Text for analysis:
Natasha Franck, founder and CEO of Digital ID company Eon, which works with brands, including Coach, Pangaia, and Target, says she started the company seven years ago to help brands become more sustainable. “In order to enable a circular business model transformation, we need to turn physical products into traceable assets,” she says. “We have been solving all barriers from the hardware—NFC tags and QR codes—to the tracking software, to the data compiling to enable brands to create on-product IDs that connects it to the company through its lifecycle.” Franck also says that Eon is working with brands to create digital IDs– also known as Digital Product Passports, which are soon to be required by law in the EU– that would help store and trace the environmental information of a product.
The technology also lets companies more easily offer customers the option to click and collect in store, ship from store, and track their orders closely because it makes following inventory easier. Customers can scan the tag on a product and reorder it, or get recommendations for other items to style it with. “Forty-six percent of customers look at outfit recommendations—so an NFC tag could turn a product into an e-commerce channel, and generate more profits for a brand,” says Franck, adding that some of the brands Eon works with will be rolling out features like this in the near future.
Alison Loehnis, interim CEO of Yoox Net-a-Porter, says, “Customers can scan QR codes on their item’s care label to access its individual Digital ID via their smartphone. They can find content and information about each piece’s design and how it was made, care instructions and styling tips, to ensure their item remains in good condition and maintains its relevance over many seasons,” she says. “It comes back to promoting a longevity mindset amongst our customer base.” Her company started working with Eon (which is backed by Net-A-Porter founder Natalie Massenet’s Imaginary Ventures) in 2020 and embedded Digital IDs in more than 1,300 designs across private-label collections in 2021.

Records shown:
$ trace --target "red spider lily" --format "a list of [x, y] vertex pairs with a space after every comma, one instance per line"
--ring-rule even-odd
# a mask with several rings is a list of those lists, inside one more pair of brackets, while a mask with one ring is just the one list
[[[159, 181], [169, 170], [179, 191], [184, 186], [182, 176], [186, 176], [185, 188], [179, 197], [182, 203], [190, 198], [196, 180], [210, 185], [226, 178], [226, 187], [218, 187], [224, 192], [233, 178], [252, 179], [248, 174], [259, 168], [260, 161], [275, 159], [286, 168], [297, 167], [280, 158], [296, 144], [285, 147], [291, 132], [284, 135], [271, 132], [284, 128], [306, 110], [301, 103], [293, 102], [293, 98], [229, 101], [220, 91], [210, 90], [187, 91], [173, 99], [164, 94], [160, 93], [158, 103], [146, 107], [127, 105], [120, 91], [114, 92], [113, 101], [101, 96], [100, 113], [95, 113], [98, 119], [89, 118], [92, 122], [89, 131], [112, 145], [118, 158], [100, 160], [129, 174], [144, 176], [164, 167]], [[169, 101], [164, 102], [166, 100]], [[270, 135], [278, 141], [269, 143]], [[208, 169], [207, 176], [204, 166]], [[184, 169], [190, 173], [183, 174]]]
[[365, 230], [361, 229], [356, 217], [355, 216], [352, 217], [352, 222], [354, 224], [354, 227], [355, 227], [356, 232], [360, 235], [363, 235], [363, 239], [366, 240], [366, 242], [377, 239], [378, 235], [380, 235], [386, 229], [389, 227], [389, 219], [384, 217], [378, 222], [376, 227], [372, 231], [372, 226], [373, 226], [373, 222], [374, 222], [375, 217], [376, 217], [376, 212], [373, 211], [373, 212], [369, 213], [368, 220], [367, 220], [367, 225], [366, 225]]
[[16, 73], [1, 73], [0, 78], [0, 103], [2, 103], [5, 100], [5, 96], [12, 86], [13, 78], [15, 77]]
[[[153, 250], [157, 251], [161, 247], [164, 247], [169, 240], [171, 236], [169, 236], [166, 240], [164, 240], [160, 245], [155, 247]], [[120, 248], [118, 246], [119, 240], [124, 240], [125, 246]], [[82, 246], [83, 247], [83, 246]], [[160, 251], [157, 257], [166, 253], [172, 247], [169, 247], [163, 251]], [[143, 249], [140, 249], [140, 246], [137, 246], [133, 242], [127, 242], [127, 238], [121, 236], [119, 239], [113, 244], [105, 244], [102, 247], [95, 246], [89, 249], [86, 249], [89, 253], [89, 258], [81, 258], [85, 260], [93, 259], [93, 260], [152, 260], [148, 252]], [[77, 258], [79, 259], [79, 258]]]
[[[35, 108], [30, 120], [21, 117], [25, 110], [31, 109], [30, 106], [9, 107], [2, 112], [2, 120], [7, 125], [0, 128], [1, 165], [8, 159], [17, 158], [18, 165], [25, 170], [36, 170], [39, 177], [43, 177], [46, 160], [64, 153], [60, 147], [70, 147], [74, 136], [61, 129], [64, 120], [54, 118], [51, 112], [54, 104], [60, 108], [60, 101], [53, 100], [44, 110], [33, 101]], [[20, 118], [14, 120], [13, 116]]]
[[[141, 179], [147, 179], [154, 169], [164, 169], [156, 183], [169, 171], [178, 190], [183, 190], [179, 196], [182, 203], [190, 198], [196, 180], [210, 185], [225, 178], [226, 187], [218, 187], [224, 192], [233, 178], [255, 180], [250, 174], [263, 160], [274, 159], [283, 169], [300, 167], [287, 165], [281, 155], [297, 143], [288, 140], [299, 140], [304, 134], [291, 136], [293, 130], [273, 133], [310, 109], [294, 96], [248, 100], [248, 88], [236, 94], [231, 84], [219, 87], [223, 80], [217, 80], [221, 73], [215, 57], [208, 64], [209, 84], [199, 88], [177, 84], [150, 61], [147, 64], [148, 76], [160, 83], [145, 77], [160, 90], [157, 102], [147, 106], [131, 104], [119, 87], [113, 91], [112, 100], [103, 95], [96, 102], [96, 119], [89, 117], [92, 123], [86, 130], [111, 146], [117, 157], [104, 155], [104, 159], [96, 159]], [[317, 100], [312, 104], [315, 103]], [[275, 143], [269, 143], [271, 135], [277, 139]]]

Exercise: According to the text on Eon's digital product IDs, what does Natasha Franck say she started the company to do? You won't need the lines for this.

Solution: To help brands become more sustainable.